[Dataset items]

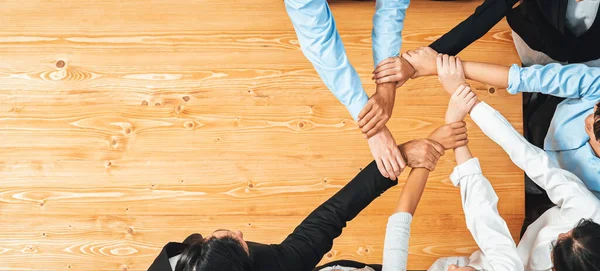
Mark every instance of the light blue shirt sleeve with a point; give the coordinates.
(321, 44)
(569, 81)
(388, 23)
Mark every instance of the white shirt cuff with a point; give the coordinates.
(471, 167)
(400, 218)
(514, 79)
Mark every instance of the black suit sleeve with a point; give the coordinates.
(486, 16)
(304, 248)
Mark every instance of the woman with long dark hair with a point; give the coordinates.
(304, 248)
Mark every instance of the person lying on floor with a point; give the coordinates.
(573, 139)
(567, 236)
(498, 251)
(304, 248)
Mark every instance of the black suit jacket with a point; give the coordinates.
(304, 248)
(540, 23)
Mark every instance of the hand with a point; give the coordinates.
(423, 61)
(377, 112)
(451, 136)
(461, 103)
(387, 155)
(422, 153)
(450, 72)
(393, 69)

WHAT THE TASK REQUIRES: Could you give again exactly the lines from the line containing "Mark every instance of the person" through the final line of the data above, and no others?

FINAL ANSWER:
Mark every instance of the person lying on floor with a point; give the coordinates.
(573, 139)
(567, 236)
(498, 251)
(304, 248)
Mark every instance of the black suit jacket with a point; give the coordinates.
(304, 248)
(540, 23)
Mark every instance of the hand with a point; give the coordinates.
(423, 61)
(377, 112)
(451, 136)
(461, 103)
(387, 155)
(422, 153)
(450, 72)
(393, 69)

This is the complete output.